**Tasks to perform:**
1 - Answer these questions from the court opinion excerpt, one line each:
(a) Since what month and year have the respondent's uses of the building been at issue?
(b) Which two cases recently reviewed the question?
(c) Which decision from another jurisdiction is cited with the reference 104 U. S. 493?
2 - Please say whether each statement agrees with the court opinion excerpt, answering yes or no and quoting the words that decide it:
(a) Counsel for the state claim the building was used by the respondent exclusively.
(b) The question has seldom come before this court.
(c) The brief for appellant quotes extracts from the opinion in Whitcomb v. Ramsey County.

**Document excerpt:**
+ + + + +

1. Counsel for the state assert that respondent's uses of the building since February, 1916, were not reasonably necessary; that it has not used it in the ordinary and usual course of its business, and that it has not been used for primary, substantial and controlling railway purposes, nor by it exclusively. The question involved has been frequently before this court. The cases were recently reviewed in State v. Great Northern Ry. Co. 139 Minn. 469, 167 N. W. 297, and State v. Chicago, St. P. M. & O. Ry. Co. 140 Minn. 440, 168 N. W. 180. In support of its contention, extracts from the opinions in County of Todd v. St. Paul, M. & M. Ry. Co. 38 Minn. 163, 36 N. W. 109, Whitcomb v. Ramsey County, 91 Minn. 238, 97 N. W. 879, and State v. N. W. Tel. Exch. Co. 96 Minn. 389, 104 N. W. 1086, are quoted in the brief for appellant. Decisions from other jurisdictions are also cited, such as State v. Mansfield, 23 N. J. Law, 510, 57 Am. Dec. 409; East Pa. R. R. Co.'s Case, 1 Walker, 428, and Bank v. Tennessee, 104 U. S. 493, 26 L. ed. 810.

+ + + + +

**Data segment:**

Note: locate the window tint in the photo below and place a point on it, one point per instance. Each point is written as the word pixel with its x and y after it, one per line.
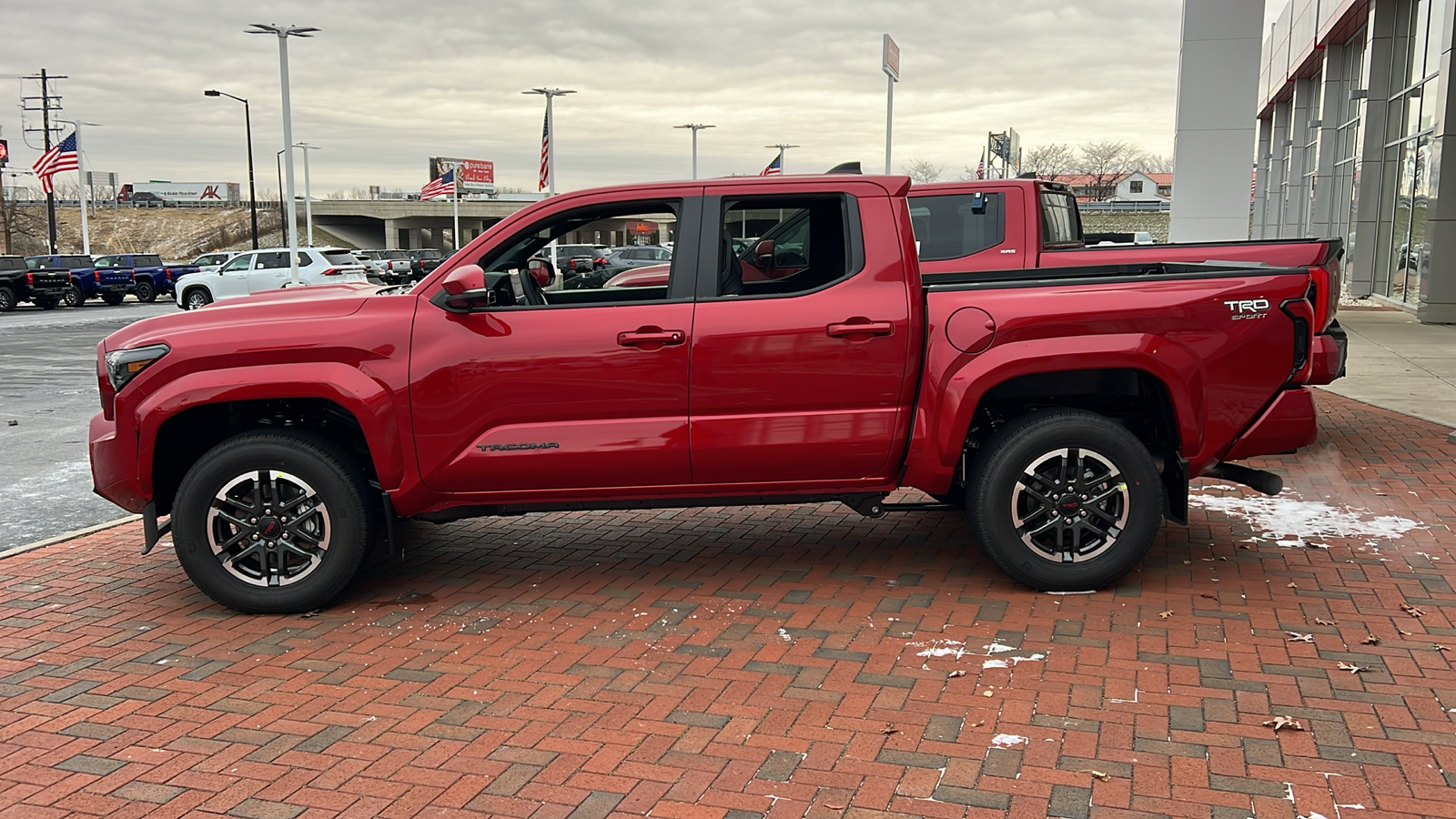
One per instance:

+ + + + +

**Expected outputs:**
1 -
(a) February, 1916
(b) State v. Great Northern Ry. Co., 139 Minn. 469, and State v. Chicago, St. P. M. & O. Ry. Co., 140 Minn. 440
(c) Bank v. Tennessee

2 -
(a) No: "nor by it exclusively"
(b) No: "The question involved has been frequently before this court."
(c) Yes: "extracts from the opinions in County of Todd v. St. Paul, M. & M. Ry. Co. 38 Minn. 163, 36 N. W. 109, Whitcomb v. Ramsey County, 91 Minn. 238, 97 N. W. 879, and State v. N. W. Tel. Exch. Co. 96 Minn. 389, 104 N. W. 1086, are quoted in the brief for appellant"